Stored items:
= Beginning of Section =

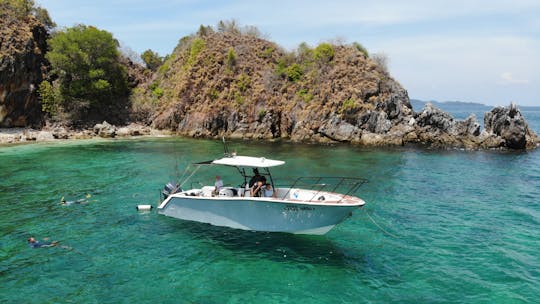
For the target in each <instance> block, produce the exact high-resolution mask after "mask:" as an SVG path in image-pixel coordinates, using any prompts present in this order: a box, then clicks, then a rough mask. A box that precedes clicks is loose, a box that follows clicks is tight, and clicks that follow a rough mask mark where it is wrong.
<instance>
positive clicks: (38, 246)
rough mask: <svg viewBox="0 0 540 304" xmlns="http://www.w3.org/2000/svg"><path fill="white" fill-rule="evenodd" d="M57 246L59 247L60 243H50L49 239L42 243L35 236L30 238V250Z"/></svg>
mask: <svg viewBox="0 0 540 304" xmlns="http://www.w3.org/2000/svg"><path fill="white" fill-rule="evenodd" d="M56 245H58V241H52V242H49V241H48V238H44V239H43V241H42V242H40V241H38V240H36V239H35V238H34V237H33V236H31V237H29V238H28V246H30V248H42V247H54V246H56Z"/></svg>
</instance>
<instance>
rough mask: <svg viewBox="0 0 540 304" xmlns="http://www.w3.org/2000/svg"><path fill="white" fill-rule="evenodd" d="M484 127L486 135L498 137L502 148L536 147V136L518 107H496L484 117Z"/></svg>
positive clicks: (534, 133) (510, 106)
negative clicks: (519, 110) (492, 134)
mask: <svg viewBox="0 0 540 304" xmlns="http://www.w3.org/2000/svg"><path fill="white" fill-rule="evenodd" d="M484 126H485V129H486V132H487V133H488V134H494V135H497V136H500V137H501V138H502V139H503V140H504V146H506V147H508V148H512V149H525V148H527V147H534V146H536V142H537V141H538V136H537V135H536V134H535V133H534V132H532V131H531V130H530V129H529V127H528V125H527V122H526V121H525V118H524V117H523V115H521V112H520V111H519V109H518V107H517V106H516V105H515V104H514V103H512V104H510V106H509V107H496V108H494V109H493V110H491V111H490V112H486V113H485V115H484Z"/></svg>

= End of Section =

Edit the lines from the one holding "</instance>" through the end of the rows, both ends included, so that "rough mask" becomes "coarse mask" and nothing else changes. Return only those lines.

</instance>
<instance>
coarse mask: <svg viewBox="0 0 540 304" xmlns="http://www.w3.org/2000/svg"><path fill="white" fill-rule="evenodd" d="M484 127L486 135L498 137L502 148L536 147V136L518 107H496L484 117Z"/></svg>
positive clicks: (534, 133) (510, 106)
negative clicks: (519, 110) (492, 134)
mask: <svg viewBox="0 0 540 304" xmlns="http://www.w3.org/2000/svg"><path fill="white" fill-rule="evenodd" d="M484 126H485V129H486V132H487V133H488V134H494V135H497V136H500V137H501V138H502V139H503V140H504V146H506V147H508V148H512V149H525V148H527V147H534V146H536V142H537V141H538V136H537V135H536V134H535V133H534V132H532V131H531V130H530V129H529V127H528V125H527V122H526V121H525V118H524V117H523V115H521V112H520V111H519V109H518V107H517V106H516V105H515V104H514V103H512V104H510V106H509V107H496V108H494V109H493V110H491V111H490V112H486V113H485V115H484Z"/></svg>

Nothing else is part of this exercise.